_AIM_
In the forum post on UTF-8, please swap "encoding" for "representation" and give the passage again, beginning at the words "There is no" and stopping after "to test this).".

** begin SELECTED TEXT **

There is no such thing as a "UTF-8 character" or "UTF-8 symbol"... 
"Unicode character" or "UTF-8 code unit"

UTF is merely the encoding. Unicode is the character set.

 [code 1]:
 
   char[] a = "∇∆∈∋";
   writefln(a[2]);  //outputs: ∈ (a stupid implementation would output 0x87)

You really had me confused there for a moment (I had to test this). 
Fortunately you are wrong. On what platform with what source code 
encoding have you tested this? The following is on DMD 0.139 linux:

import std.stdio;

void main() {
   char[] a = "åäö";
   writef(a[1]);
}

Will print Error: 4invalid UTF-8 sequence

Which is correct. (The error message might be slightly confusing though)

import std.stdio;

void main() {
   char[] a = "åäö";
   writef(a[2..4]);
}

will print "ä"

** end SELECTED TEXT **
** begin RAW RECORDS **

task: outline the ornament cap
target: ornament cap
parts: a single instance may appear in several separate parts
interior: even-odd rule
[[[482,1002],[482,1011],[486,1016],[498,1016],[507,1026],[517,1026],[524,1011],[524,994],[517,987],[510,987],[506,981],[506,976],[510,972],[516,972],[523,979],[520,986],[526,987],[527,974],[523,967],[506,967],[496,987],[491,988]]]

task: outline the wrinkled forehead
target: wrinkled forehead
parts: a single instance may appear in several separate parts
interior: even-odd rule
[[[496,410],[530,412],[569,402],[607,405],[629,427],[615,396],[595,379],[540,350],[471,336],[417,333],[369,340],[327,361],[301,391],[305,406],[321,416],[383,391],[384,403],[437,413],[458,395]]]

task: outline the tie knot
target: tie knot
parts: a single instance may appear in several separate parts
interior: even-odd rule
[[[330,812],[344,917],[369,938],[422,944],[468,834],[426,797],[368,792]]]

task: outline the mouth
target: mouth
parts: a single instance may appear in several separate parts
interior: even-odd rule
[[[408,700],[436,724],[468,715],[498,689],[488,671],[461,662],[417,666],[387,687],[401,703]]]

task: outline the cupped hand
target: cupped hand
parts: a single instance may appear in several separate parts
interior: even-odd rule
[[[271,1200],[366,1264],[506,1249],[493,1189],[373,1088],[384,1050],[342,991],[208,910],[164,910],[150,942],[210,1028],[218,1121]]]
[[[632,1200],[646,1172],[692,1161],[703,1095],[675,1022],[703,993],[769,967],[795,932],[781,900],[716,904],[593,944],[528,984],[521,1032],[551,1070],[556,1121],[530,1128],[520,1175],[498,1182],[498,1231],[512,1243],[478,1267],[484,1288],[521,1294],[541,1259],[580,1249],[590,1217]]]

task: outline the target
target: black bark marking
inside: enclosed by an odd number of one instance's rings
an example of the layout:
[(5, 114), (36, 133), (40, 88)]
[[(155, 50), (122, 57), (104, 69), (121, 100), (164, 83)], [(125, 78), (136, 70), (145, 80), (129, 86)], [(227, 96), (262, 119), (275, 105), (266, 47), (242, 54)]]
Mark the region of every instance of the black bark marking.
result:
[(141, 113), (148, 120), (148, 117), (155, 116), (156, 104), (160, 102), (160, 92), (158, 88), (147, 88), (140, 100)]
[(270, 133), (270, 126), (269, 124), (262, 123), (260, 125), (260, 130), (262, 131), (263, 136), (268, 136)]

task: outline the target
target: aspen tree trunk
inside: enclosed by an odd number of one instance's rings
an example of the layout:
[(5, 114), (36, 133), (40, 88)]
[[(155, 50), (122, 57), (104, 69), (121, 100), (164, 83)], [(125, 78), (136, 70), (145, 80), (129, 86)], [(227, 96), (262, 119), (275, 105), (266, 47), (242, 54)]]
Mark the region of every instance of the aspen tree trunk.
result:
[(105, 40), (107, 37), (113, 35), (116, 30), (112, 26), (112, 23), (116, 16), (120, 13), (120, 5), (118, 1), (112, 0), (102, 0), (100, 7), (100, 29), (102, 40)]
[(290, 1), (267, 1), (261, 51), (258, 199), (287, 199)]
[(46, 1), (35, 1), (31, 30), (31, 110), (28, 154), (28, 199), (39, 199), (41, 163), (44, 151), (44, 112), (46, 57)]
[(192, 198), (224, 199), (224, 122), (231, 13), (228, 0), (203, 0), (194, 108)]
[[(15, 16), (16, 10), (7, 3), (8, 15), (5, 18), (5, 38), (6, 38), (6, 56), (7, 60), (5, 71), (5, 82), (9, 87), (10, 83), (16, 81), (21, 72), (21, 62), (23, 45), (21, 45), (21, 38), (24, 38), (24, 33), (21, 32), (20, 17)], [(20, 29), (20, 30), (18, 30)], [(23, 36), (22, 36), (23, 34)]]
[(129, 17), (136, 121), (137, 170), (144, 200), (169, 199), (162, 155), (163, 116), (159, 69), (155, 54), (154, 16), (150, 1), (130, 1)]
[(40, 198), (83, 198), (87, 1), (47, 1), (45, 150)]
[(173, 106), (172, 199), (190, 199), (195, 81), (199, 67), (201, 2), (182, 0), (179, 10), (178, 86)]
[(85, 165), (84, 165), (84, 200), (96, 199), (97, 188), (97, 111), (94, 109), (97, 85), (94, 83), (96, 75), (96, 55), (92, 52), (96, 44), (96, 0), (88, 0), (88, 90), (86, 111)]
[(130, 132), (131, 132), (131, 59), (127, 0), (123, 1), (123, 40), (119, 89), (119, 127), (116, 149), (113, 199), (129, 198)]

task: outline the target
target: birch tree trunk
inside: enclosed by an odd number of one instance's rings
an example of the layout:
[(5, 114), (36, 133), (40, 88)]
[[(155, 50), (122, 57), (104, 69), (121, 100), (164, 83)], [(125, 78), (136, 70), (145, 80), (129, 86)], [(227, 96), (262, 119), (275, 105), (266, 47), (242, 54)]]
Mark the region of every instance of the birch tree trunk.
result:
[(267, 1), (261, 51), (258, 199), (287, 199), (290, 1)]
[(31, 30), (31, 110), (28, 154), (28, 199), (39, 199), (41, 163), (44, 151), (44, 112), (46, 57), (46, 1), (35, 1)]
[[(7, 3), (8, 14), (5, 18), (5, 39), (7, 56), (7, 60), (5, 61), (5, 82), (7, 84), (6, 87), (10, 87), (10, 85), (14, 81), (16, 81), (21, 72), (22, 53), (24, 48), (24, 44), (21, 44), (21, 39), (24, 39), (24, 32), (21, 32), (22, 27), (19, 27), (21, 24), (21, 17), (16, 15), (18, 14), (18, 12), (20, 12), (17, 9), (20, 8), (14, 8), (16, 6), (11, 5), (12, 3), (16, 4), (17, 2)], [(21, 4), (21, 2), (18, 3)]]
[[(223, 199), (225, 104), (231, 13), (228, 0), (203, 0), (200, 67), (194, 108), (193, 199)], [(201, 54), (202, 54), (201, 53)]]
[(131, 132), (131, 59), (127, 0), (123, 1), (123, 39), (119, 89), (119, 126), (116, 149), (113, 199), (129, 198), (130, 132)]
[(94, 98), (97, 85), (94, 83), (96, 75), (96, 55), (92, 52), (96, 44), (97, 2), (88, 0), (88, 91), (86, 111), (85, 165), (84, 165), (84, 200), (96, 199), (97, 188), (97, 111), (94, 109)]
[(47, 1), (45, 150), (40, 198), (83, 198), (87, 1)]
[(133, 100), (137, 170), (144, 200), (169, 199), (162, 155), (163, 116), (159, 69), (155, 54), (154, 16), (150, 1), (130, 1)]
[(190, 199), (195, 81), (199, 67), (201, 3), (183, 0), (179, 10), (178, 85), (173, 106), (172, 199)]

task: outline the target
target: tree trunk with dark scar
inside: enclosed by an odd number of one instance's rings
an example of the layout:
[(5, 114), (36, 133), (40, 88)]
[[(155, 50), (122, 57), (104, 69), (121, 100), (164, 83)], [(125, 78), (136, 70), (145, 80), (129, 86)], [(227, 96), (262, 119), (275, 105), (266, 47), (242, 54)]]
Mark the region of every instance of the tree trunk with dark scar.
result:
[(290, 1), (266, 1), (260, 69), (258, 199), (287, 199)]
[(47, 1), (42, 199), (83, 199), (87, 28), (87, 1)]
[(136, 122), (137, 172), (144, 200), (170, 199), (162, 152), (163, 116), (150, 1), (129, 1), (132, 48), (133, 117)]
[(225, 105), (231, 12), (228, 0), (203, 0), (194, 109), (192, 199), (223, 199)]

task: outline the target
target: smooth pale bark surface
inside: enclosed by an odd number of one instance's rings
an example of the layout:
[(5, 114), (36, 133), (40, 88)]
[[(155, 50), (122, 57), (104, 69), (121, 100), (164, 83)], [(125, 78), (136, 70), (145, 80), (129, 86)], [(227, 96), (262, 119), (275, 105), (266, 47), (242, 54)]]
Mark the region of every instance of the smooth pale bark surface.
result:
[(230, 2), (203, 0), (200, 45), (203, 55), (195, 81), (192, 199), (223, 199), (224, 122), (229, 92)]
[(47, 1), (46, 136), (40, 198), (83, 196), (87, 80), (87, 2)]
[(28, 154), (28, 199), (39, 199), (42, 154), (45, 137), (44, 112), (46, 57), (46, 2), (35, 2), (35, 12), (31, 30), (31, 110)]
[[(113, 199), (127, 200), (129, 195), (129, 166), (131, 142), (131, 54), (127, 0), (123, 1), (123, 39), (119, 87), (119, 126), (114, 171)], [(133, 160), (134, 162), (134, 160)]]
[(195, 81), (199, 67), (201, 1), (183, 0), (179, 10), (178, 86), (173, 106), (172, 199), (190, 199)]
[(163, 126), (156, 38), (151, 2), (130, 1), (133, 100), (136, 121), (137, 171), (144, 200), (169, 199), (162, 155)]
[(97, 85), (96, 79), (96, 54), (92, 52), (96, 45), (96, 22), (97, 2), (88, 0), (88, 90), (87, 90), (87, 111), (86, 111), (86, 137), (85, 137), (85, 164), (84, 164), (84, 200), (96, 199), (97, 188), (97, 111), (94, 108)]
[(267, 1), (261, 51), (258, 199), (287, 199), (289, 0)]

** end RAW RECORDS **

_WRITTEN ANSWER_
There is no such thing as a "UTF-8 character" or "UTF-8 symbol"... 
"Unicode character" or "UTF-8 code unit"

UTF is merely the representation. Unicode is the character set.

 [code 1]:
 
   char[] a = "∇∆∈∋";
   writefln(a[2]);  //outputs: ∈ (a stupid implementation would output 0x87)

You really had me confused there for a moment (I had to test this).